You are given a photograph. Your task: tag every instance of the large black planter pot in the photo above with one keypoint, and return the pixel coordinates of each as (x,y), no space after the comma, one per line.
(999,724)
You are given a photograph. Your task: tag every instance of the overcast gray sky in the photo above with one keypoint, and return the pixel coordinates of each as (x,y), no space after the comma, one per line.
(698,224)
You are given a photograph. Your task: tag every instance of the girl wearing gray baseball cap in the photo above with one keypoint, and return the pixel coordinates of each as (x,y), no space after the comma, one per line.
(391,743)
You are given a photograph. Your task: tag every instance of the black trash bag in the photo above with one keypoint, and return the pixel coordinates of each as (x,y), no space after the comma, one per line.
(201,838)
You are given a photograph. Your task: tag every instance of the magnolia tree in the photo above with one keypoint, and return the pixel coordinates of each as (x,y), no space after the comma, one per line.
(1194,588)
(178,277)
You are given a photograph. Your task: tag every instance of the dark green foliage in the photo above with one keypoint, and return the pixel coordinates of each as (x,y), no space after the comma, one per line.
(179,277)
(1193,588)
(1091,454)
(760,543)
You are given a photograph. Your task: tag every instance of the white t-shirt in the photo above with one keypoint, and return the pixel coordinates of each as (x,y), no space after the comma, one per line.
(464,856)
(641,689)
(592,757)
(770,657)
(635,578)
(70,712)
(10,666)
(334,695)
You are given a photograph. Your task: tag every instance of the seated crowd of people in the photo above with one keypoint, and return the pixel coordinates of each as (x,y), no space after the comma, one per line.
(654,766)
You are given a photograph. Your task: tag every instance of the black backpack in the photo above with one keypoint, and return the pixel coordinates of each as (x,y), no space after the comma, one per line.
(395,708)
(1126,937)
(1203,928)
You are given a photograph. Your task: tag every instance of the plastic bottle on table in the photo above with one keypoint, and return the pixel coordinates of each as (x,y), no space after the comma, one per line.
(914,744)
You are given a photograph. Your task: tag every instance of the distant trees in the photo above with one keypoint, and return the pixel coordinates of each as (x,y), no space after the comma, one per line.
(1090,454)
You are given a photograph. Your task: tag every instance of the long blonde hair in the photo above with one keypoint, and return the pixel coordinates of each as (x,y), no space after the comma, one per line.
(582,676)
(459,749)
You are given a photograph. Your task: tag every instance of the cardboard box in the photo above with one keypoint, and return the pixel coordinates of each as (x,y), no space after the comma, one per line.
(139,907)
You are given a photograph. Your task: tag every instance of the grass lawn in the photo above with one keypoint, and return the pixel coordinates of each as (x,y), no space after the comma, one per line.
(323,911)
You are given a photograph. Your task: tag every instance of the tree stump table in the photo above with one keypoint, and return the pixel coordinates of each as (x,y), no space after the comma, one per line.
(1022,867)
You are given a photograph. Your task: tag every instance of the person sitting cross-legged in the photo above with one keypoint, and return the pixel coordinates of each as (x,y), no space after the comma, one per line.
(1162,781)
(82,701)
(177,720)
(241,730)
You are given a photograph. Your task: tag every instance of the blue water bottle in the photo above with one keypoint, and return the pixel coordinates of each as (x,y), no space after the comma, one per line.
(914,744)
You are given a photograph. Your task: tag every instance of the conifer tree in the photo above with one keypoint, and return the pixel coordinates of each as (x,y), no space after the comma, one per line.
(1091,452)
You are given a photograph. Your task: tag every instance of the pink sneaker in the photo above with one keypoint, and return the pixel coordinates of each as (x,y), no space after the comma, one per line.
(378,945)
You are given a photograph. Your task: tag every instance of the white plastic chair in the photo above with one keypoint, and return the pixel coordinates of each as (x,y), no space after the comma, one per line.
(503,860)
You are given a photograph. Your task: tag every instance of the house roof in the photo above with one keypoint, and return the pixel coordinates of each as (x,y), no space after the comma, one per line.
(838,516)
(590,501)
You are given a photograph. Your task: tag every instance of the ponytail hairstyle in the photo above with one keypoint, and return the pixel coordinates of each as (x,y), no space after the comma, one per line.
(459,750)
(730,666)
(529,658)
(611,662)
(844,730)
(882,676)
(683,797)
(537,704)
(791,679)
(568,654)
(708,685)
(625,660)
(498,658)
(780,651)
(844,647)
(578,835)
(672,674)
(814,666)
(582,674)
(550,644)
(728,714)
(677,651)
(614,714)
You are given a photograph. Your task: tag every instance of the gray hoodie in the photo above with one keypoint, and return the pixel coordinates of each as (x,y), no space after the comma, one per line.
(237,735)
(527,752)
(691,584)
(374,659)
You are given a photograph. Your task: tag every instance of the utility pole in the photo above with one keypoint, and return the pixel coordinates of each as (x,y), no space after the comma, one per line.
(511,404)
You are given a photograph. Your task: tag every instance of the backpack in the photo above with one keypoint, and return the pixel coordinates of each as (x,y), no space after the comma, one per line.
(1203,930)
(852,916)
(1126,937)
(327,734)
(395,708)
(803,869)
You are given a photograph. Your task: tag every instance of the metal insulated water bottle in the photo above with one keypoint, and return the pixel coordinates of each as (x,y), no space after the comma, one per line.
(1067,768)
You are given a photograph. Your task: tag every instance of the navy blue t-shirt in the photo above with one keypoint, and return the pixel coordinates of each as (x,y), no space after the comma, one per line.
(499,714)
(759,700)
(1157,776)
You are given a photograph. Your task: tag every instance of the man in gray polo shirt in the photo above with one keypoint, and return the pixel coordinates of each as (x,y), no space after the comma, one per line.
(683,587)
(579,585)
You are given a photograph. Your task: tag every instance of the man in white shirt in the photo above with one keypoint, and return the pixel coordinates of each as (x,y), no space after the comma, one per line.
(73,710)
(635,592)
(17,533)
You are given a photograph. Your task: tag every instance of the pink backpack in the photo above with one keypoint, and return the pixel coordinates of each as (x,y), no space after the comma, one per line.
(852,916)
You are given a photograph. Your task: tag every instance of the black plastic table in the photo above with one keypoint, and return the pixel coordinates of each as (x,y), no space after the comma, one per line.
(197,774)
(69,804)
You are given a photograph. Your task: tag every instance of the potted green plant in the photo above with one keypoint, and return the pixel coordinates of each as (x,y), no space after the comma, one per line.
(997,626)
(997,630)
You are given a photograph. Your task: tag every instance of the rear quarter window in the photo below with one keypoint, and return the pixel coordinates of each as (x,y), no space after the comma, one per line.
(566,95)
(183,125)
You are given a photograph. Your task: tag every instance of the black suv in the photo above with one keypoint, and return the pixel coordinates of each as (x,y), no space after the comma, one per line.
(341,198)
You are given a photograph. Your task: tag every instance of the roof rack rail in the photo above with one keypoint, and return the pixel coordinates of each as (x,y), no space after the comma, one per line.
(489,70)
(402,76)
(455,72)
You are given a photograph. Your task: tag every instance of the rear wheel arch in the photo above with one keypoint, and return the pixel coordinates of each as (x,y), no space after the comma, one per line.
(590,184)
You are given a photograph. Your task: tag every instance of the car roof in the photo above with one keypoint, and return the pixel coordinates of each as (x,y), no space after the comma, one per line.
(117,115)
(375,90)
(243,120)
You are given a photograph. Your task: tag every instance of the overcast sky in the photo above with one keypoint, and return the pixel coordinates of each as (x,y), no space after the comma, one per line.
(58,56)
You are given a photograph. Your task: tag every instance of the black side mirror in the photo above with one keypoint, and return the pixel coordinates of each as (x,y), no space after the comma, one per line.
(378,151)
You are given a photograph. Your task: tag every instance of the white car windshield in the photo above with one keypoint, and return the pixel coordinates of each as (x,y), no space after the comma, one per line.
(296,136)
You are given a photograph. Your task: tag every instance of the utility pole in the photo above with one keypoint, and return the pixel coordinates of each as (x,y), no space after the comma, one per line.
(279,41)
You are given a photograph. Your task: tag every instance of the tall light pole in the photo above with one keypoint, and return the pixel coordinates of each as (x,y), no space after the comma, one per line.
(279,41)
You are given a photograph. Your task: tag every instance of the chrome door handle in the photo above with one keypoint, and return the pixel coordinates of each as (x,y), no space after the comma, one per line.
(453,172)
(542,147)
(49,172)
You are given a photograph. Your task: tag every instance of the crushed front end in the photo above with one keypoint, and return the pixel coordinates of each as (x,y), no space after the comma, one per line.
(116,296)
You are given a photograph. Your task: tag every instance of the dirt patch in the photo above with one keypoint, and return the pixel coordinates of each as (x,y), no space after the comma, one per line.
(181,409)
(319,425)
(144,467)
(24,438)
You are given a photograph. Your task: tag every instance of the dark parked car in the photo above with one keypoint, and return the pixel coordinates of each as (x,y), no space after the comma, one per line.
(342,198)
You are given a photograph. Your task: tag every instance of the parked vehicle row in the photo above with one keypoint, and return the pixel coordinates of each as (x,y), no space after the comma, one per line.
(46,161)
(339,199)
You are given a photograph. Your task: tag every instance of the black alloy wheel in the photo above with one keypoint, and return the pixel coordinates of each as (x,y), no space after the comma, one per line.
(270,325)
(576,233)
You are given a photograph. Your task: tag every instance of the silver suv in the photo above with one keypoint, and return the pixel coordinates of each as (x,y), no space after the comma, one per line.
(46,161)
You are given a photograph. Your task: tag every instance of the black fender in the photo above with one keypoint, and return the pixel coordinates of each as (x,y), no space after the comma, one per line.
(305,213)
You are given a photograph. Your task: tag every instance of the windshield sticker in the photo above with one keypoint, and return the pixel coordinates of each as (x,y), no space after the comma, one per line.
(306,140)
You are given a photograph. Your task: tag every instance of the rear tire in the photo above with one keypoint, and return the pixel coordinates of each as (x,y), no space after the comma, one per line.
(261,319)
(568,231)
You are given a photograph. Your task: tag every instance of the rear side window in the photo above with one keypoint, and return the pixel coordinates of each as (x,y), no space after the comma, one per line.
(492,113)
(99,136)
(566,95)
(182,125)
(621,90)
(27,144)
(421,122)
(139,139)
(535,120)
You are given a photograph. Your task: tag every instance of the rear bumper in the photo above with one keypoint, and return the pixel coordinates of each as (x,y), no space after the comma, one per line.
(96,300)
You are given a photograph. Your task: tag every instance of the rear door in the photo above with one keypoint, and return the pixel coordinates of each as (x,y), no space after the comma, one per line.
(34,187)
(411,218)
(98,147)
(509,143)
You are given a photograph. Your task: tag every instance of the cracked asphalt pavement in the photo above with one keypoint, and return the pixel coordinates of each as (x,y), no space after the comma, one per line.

What you have to do —
Find the line containing "the rear bumper", then output it and every line after it to the end of the data, exactly.

Exercise output —
You are given a photograph. Your task: tag every instance of the rear bumper in the photo above with one keypoint, and return the pixel coordinates of each as (x,y), no space after the comma, one per line.
(96,300)
You are given a photograph. Your task: tag every instance of the rear door in the photo above with one keypoint, and return the pixel coordinates of each as (x,y), no space after the comma, one per line.
(34,187)
(411,218)
(98,147)
(509,143)
You are given a photograph. Your task: tag every instance of the cracked asphalt pavement in the photo above with one keypoint, and return the pixel coordinates of each as (x,y), no space after the comma, one per line.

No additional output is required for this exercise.